• _Work to complete_
Pull out every line in the records below that contains the string "memorial".

• _Data to use_
= = = =

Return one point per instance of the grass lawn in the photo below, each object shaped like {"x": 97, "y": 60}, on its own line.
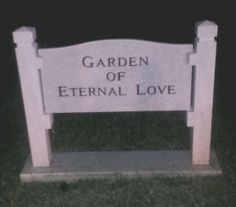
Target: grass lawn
{"x": 115, "y": 131}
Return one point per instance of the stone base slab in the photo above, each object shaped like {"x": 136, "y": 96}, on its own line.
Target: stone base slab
{"x": 72, "y": 166}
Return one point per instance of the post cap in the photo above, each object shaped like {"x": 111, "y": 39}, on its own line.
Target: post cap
{"x": 206, "y": 30}
{"x": 24, "y": 35}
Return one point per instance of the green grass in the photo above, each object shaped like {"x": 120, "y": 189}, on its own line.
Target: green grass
{"x": 115, "y": 131}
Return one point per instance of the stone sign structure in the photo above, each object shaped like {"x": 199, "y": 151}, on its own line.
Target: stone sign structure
{"x": 117, "y": 76}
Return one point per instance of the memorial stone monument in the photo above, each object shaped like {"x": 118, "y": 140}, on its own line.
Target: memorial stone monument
{"x": 117, "y": 76}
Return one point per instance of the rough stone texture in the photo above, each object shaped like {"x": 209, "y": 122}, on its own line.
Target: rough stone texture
{"x": 71, "y": 166}
{"x": 38, "y": 122}
{"x": 200, "y": 117}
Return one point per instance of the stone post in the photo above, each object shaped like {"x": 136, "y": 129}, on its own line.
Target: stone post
{"x": 38, "y": 123}
{"x": 200, "y": 117}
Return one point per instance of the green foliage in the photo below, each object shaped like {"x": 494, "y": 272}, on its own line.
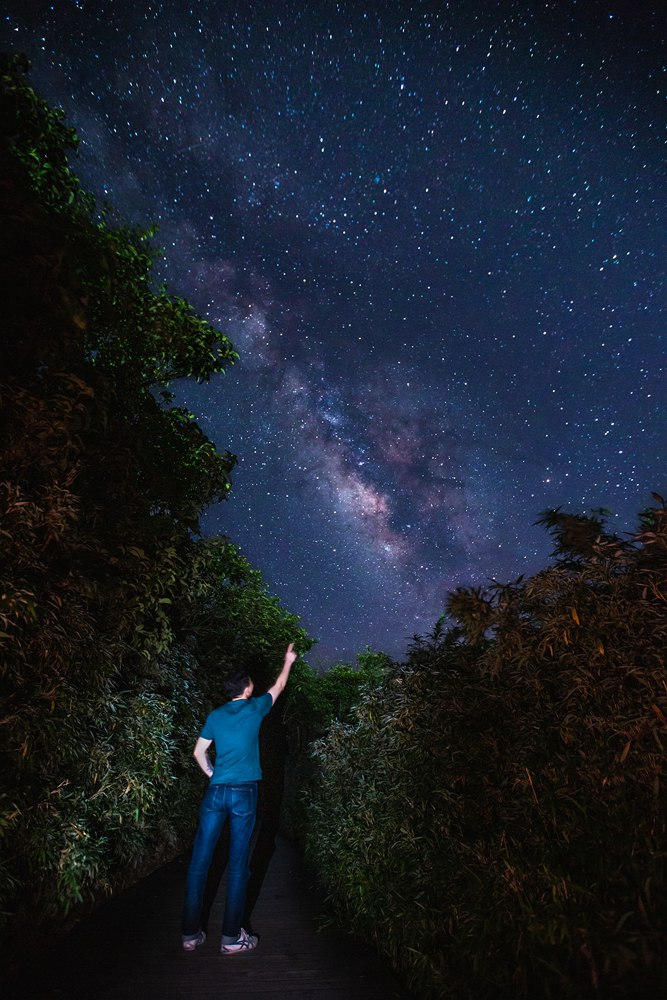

= = = =

• _Exercise answer_
Return one point per instance of the memorial stone monument in the photo above, each object shaped like {"x": 118, "y": 140}, on its own line.
Target: memorial stone monument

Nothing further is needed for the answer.